ARBEITSANWEISUNGEN:
A) Beantworte anhand des Reiseberichts kurz die folgenden Fragen:
(i) Um wie viel Uhr war laut Reisebericht die Mittagspause?
(ii) Was gönnt sich die erzählende Person in Limburg?
(iii) Welches Hotel steuert die erzählende Person in Waldbröl an?
B) Sammle alle Zeilen unten, in denen die Zeichenfolge "locomotive" vorkommt, und gib sie unverändert wieder. Groß- und Kleinschreibung ist zu beachten.

SEITENAUSZUG:
____________
Bis zur Mittagspause ist es dann doch 13:00 geworden. Dafür habe ich die erste Fahrt mit bis zu 160km/h hinter mir und der ersten "ich-schlängle-mich-durch-den-Stau-Erfahrung". Jetzt stehe ich an der Tanke und verspeise ein unerwartet gut essbares Käse-Baguette. Blöd, dass der Kaffeeautomat defekt ist. Also fahre ich früher weiter als gedacht.

In Heidelberg finde ich so recht keinen Parkplatz. Aber so ein richtiges Ziel habe ich dort auch nicht. Ein Foto meines Vaters zeigt ihn in jungen Jahren auf einer Brücke in Heidelberg. Ich wollte einfach gerne mal dort entlang fahren. Und dann fahre ich schon wieder viel zu lange am Stück. In Limburg gönne ich mir ein Bananensplit. Danach ist mir kalt. Die Sonne hat sich verzogen. Da hilft auch der große Cappuccino nicht mehr. Egal.

Ich schwinge mich auf den Bock und starte ins Oberbergische. Es kommt wie es kommen muss: Regen. Damals prägten wir den Spruch: "der Sommer fiel dieses Jahr auf einen Donnerstag." Es regnet immer mehr. Ich habe keine Lust auf Zelt. Also fahre ich das Bikerhotel "Am Mühlenberg" in Waldbröl an.

Oh, hier stehen aber schon viele Motorräder und Autos! Hoffentlich haben die noch ein Bett für mich? Haben sie! Das Leben meint es schon wieder gut mit mir! Ich frage gar nicht erst, was es kostet. Bei dem Wetter Zelt aufbauen? Hiermit bekenne ich mich als Soft-Camper.

Das Champignonrahmschnitzel zum Abendessen ist gut. Gut, dass mein Vegetarier ab und an Urlaub hat, hier wäre er verhungert; oder hätte sich mit den Pommes begnügen müssen, die mit der Hälfte des Salzes vielleicht sogar geschmeckt hätten. Der Koch war wohl verliebt?
____________
Datensätze zum Zeigen auf benannte Objekte
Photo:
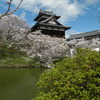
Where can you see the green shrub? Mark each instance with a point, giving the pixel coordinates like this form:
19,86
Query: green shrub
76,78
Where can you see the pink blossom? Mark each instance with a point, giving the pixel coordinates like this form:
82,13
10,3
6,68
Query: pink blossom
7,2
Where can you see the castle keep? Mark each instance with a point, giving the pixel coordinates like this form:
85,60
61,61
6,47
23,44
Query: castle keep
47,22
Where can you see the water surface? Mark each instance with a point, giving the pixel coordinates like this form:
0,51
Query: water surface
19,84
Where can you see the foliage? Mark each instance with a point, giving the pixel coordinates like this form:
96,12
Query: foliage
11,56
76,78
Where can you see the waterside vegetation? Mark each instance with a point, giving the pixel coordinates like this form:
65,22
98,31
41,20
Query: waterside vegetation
75,78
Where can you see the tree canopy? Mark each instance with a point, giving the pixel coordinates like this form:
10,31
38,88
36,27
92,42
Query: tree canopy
76,78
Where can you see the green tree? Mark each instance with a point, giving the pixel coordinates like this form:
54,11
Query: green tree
76,78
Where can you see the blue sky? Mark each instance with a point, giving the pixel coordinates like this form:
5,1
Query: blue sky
81,15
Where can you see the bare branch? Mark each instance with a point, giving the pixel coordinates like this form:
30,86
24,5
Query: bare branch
9,8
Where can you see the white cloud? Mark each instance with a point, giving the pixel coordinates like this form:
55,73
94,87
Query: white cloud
68,9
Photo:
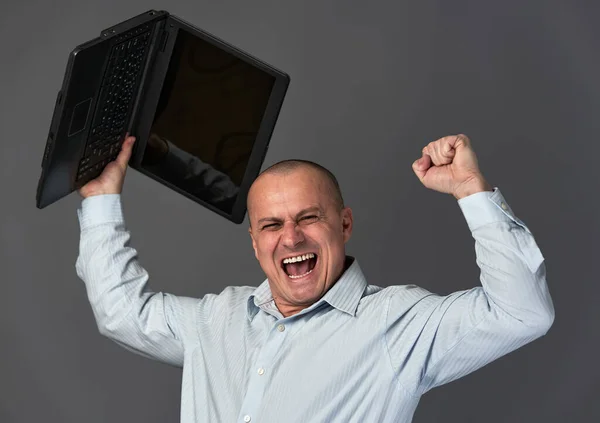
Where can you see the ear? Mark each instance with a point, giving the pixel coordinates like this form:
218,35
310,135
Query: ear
347,223
253,242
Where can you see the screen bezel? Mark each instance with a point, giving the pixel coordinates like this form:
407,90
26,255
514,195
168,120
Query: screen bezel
154,84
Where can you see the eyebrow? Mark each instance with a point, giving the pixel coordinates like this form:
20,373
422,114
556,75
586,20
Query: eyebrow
314,209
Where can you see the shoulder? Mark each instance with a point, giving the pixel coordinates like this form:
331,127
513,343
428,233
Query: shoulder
404,296
230,301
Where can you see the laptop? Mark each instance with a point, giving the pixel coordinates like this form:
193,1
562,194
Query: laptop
202,112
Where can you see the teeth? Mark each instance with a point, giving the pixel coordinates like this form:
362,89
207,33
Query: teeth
298,258
299,276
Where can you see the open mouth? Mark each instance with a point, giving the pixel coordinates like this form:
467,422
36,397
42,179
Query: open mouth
299,266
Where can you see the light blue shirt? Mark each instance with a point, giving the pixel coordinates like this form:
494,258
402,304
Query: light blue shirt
361,354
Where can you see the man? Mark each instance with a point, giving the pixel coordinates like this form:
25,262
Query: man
314,342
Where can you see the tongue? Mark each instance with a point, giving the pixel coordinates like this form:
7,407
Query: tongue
299,268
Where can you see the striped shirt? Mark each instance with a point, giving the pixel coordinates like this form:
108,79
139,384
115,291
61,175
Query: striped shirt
362,353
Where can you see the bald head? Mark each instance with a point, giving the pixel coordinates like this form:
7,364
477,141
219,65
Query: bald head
286,167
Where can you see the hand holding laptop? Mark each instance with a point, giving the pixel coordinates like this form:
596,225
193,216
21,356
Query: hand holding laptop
112,177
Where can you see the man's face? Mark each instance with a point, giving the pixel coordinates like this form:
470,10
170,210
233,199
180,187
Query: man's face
299,235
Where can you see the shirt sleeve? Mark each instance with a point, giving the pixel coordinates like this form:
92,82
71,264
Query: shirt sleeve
439,339
152,324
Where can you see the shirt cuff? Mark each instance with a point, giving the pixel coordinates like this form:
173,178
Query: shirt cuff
487,207
100,209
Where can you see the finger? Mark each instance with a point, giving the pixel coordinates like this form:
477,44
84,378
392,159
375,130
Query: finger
125,153
436,150
421,166
458,141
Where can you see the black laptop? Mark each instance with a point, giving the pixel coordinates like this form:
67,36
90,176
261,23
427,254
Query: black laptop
202,112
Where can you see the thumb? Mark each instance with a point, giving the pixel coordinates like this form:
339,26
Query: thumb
125,153
420,166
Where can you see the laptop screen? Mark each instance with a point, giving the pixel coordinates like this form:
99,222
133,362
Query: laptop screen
208,116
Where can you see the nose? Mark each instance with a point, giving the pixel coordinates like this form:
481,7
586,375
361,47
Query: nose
292,235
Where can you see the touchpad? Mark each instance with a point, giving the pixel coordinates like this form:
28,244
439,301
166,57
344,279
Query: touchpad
80,116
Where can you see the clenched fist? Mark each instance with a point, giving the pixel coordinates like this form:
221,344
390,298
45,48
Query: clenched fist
449,165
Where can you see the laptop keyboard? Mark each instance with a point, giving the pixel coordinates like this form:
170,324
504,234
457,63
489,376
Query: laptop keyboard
116,99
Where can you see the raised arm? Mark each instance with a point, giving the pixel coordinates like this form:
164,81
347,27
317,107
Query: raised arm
447,337
152,324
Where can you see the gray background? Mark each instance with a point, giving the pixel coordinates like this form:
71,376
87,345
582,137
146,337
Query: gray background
372,83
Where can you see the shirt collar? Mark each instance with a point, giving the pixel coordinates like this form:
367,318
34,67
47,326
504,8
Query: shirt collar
344,295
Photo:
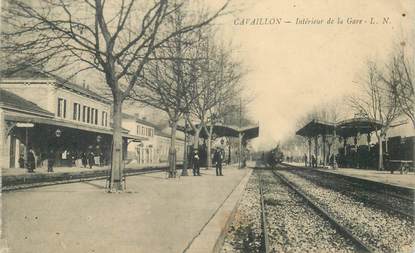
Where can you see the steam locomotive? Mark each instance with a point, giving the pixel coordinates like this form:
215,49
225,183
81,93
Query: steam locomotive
273,157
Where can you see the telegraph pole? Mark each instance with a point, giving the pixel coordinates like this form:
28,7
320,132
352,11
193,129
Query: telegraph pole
184,169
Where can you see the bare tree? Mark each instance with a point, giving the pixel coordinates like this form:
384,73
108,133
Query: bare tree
399,77
169,81
376,104
218,86
113,38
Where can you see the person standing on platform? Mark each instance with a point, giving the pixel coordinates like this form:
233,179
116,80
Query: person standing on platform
196,167
31,161
313,161
84,159
217,159
21,162
91,159
51,160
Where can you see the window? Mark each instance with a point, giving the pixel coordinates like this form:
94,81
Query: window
76,111
84,113
88,114
61,108
92,115
96,117
104,119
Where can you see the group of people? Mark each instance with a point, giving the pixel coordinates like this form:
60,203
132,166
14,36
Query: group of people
83,159
217,160
313,161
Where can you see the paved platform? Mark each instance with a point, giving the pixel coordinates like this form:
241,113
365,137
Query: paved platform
155,214
404,180
43,170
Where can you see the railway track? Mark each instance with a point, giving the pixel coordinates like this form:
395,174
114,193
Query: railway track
292,214
362,191
345,232
375,227
69,179
264,227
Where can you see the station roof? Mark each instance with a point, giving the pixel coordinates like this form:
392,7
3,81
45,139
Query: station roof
351,127
34,74
345,128
316,127
220,130
12,101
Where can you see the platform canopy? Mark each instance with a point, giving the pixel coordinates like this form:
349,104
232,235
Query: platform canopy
220,130
355,126
316,128
345,128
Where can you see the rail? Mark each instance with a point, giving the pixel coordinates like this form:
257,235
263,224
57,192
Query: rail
339,227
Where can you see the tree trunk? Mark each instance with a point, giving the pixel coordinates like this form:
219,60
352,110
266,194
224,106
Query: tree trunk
196,139
380,160
209,147
172,151
116,161
185,157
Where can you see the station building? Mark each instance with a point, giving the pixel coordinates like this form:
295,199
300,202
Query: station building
43,112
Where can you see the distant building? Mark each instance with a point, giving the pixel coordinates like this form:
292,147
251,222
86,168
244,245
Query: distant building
141,151
155,148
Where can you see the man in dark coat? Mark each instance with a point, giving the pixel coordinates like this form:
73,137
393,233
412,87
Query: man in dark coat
84,159
91,160
196,160
51,160
31,161
217,159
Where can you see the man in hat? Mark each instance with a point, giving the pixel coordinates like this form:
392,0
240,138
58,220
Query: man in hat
217,159
196,168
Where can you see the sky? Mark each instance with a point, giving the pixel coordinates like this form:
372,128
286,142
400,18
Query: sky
295,67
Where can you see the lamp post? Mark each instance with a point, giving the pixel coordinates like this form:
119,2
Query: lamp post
184,169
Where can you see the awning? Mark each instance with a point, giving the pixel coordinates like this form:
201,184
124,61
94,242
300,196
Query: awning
345,128
352,127
250,132
19,117
227,131
315,128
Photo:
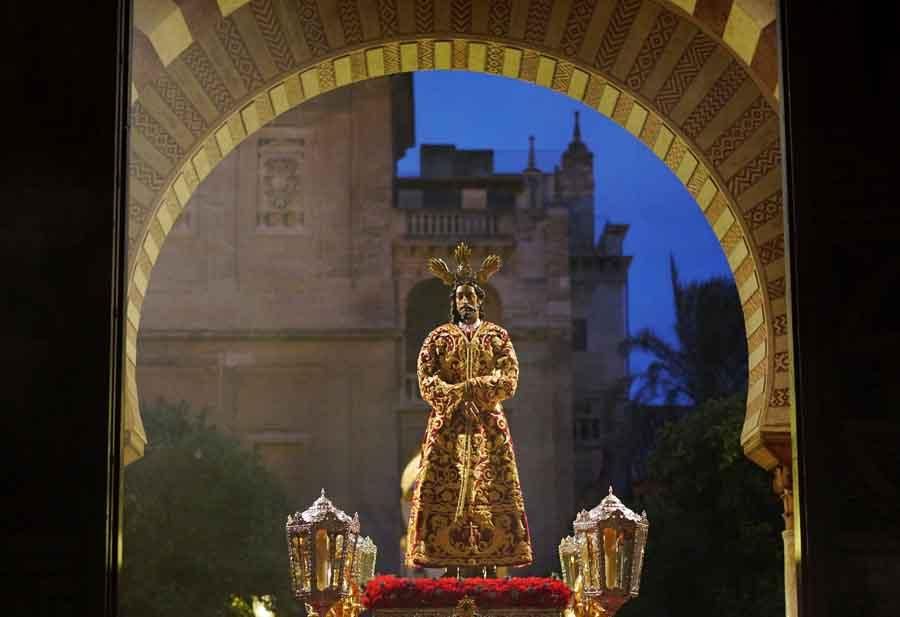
____________
SCHRIFTLICHE ANTWORTEN:
A)
(i) Um 13:00 Uhr.
(ii) Ein Bananensplit.
(iii) Das Bikerhotel "Am Mühlenberg".

B)
Where can you see the steam locomotive? Mark each instance with a point, giving the pixel coordinates like this form:
Query: steam locomotive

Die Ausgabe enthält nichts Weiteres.